Could you render every line of the records below as a numbered list, leaving out the blank lines?

[Labeled area outline entries]
● ● ● ● ●

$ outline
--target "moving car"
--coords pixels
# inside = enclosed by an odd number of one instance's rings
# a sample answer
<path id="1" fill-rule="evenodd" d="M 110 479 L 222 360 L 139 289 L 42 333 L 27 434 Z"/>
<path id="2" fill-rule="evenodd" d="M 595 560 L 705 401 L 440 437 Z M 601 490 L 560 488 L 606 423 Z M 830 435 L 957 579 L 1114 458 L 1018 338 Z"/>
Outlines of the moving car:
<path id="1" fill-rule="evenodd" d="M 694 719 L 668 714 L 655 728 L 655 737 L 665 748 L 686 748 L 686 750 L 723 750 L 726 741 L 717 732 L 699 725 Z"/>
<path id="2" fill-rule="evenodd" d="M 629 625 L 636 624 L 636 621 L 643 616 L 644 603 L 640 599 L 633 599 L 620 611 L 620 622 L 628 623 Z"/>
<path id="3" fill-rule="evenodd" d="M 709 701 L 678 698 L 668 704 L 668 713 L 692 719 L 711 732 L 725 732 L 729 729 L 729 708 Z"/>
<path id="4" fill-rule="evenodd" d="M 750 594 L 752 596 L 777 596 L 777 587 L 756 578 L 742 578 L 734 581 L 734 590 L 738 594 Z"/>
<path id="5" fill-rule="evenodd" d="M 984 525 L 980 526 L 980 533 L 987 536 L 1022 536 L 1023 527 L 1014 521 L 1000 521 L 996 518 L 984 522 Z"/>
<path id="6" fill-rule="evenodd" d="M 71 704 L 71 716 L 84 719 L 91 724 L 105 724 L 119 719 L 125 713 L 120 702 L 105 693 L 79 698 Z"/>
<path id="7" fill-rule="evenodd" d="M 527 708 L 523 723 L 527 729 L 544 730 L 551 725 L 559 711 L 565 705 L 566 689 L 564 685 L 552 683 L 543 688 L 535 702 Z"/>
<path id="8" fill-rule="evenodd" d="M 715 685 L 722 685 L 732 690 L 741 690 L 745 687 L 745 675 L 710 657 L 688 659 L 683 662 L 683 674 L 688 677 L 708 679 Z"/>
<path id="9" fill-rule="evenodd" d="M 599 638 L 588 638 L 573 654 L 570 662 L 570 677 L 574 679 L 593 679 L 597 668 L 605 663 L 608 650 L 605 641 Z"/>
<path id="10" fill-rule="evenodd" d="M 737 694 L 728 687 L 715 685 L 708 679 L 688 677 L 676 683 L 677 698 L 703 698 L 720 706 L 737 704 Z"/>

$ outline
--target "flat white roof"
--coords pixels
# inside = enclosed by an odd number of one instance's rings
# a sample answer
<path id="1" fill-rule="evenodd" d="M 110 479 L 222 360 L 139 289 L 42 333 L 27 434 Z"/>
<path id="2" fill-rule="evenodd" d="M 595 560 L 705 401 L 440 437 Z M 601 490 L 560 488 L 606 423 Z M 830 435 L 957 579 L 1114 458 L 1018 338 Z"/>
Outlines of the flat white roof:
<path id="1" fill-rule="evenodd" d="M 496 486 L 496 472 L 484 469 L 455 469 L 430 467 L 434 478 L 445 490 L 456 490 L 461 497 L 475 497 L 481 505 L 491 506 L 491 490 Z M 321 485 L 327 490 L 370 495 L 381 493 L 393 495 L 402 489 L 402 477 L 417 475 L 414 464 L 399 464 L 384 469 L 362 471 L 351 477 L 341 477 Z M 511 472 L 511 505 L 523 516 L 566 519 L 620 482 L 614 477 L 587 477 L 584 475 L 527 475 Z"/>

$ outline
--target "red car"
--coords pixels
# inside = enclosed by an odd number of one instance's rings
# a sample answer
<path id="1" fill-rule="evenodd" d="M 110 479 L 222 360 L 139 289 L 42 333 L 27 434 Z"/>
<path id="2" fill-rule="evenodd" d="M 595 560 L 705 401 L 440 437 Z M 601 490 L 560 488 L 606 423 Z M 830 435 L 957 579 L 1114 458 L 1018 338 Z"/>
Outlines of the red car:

● ● ● ● ●

## EXERCISE SOLUTION
1. $ outline
2. --target "moving car"
3. --coords pixels
4. # inside = enclosed by an odd number of one instance's rings
5. # a sample answer
6. <path id="1" fill-rule="evenodd" d="M 110 479 L 222 360 L 139 289 L 42 333 L 27 434 Z"/>
7. <path id="2" fill-rule="evenodd" d="M 595 560 L 705 401 L 440 437 Z M 601 490 L 560 488 L 606 423 Z M 830 435 L 957 579 L 1114 458 L 1018 338 Z"/>
8. Outlines of the moving car:
9. <path id="1" fill-rule="evenodd" d="M 694 719 L 668 714 L 655 728 L 655 737 L 665 748 L 686 748 L 686 750 L 723 750 L 726 741 L 717 732 L 699 725 Z"/>
10. <path id="2" fill-rule="evenodd" d="M 629 625 L 636 624 L 636 621 L 643 616 L 644 603 L 640 599 L 633 599 L 620 611 L 620 622 L 628 623 Z"/>
11. <path id="3" fill-rule="evenodd" d="M 709 701 L 678 698 L 668 704 L 668 713 L 692 719 L 711 732 L 725 732 L 729 729 L 729 708 Z"/>
12. <path id="4" fill-rule="evenodd" d="M 750 594 L 752 596 L 777 596 L 777 587 L 756 578 L 742 578 L 734 581 L 734 590 L 738 594 Z"/>
13. <path id="5" fill-rule="evenodd" d="M 984 525 L 980 526 L 980 533 L 987 536 L 1022 536 L 1023 527 L 1014 521 L 1000 521 L 996 518 L 984 522 Z"/>
14. <path id="6" fill-rule="evenodd" d="M 71 704 L 71 716 L 84 719 L 91 724 L 105 724 L 119 719 L 125 713 L 120 702 L 105 693 L 79 698 Z"/>
15. <path id="7" fill-rule="evenodd" d="M 527 708 L 523 723 L 527 729 L 544 730 L 551 725 L 559 711 L 565 705 L 566 689 L 564 685 L 552 683 L 543 688 L 535 702 Z"/>
16. <path id="8" fill-rule="evenodd" d="M 715 685 L 722 685 L 732 690 L 741 690 L 745 687 L 745 675 L 710 657 L 688 659 L 683 662 L 683 674 L 688 677 L 708 679 Z"/>
17. <path id="9" fill-rule="evenodd" d="M 599 638 L 588 638 L 573 654 L 570 662 L 570 677 L 574 679 L 593 679 L 597 668 L 605 663 L 608 650 L 605 641 Z"/>
18. <path id="10" fill-rule="evenodd" d="M 737 694 L 728 687 L 715 685 L 708 679 L 688 677 L 676 683 L 677 698 L 703 698 L 720 706 L 737 704 Z"/>
19. $ outline
20. --target "flat white roof"
21. --coords pixels
22. # inside = enclosed by an odd number of one instance's rings
23. # a sample answer
24. <path id="1" fill-rule="evenodd" d="M 110 479 L 222 360 L 139 289 L 42 333 L 27 434 Z"/>
25. <path id="2" fill-rule="evenodd" d="M 595 560 L 705 401 L 440 437 Z M 601 490 L 560 488 L 606 423 Z M 830 435 L 957 579 L 1114 458 L 1018 338 Z"/>
26. Outlines of the flat white roof:
27. <path id="1" fill-rule="evenodd" d="M 496 486 L 496 472 L 484 469 L 455 469 L 430 467 L 434 478 L 445 490 L 456 490 L 461 497 L 475 497 L 481 505 L 491 506 L 491 490 Z M 321 485 L 327 490 L 370 495 L 381 493 L 393 495 L 402 489 L 402 477 L 417 475 L 414 464 L 399 464 L 384 469 L 362 471 L 351 477 L 341 477 Z M 511 472 L 511 505 L 523 516 L 566 519 L 620 482 L 614 477 L 587 477 L 584 475 L 527 475 Z"/>
28. $ outline
29. --target "red car"
30. --coords pixels
31. # inside = enclosed by an odd number of one instance's rings
32. # a sample answer
33. <path id="1" fill-rule="evenodd" d="M 110 479 L 222 360 L 139 289 L 42 333 L 27 434 Z"/>
34. <path id="2" fill-rule="evenodd" d="M 595 560 L 705 401 L 440 437 Z M 601 490 L 560 488 L 606 423 Z M 830 435 L 957 579 L 1114 458 L 1018 338 Z"/>
35. Outlines of the red car:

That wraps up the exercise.